### Passage to read
^^^^^^^^
Plateau Attack: Nigeria at war, citizens losing hope, Bishop Kukah tells President Tinubu

Adebari Oguntoye
Adebari Oguntoye
Bishop Matthew Kukah

The Bishop of Sokoto Diocese of the Catholic Church, Matthew Kukah, has warned President Bola Tinubu that Nigerians are losing trust in the government to secure them, and there is a need to reset Nigeria’s security architecture to prevent further killings by terrorists and armed groups in the country.

Kukah said this in a Saturday statement in response to the Christmas Eve attacks that left more than 100 people dead across three local government areas (LGAs) of Plateau State.

The attacks took place in communities in Mangu, Bokkos and Barkin Ladi LGAs. The attackers also set ablaze more than 200 houses, according to the Plateau State Police Command.

In a statement on Saturday, Kukah said the insecurity across the country is tantamount to Nigeria being at war. He said the killers have turned the security agencies into objects of mockery and turned Nigerians into mere weeping, helpless victims and spectators.
^^^^^^^^
### Dataset rows
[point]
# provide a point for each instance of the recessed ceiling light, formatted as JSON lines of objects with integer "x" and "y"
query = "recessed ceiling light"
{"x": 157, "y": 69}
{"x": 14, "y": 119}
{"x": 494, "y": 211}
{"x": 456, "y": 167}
^^^^^^^^
### Aim of the exercise
Carry on the news article above about Bishop Kukah's warning to President Tinubu after the Plateau attacks, picking up right after its last sentence.

### Task output
He noted that funerals and coffins from attacks like the recent Plateau attack are now part of the daily lives of Nigerians.

The cleric, therefore, called on President Bola Tinubu to review the security arrangements of the country and implement permanent solutions to end these attacks.

“President Tinubu must know that the legitimacy of his government hangs on resolving this and giving us our country back,” Kukah stated.

He said years of military involvement have led to the mistaken notion that issues of security are military, adding that years of ‘guns and bullets approach’ have seen the growth of corruption, lack of cohesion, collaboration and coordination, and infighting among the security agencies.

“There is an urgent need to re-set the national security architecture. Enough is enough,” he said.

“National security is a function of robust, deep intellectual analysis and mapping of the goals and even ambitions of a country and its local, regional, or global place in the world.

“It thrives on creating scenarios based on a proper understanding and reading of geopolitics and locating where a country wants to be. So far, we have thrived on ad hoc and arbitrary options.”

Kukah, who asked the intelligence community to identify the attackers, their sponsors, and motives, noted that “these killings are no longer acts by herders and farmers over grazing fields.”.

He said: “There is more, and we as a nation will do well to face this threat before it is too late. No evil lasts forever. The world defeated slavery, apartheid, Nazism, racism, and forms of extremism.”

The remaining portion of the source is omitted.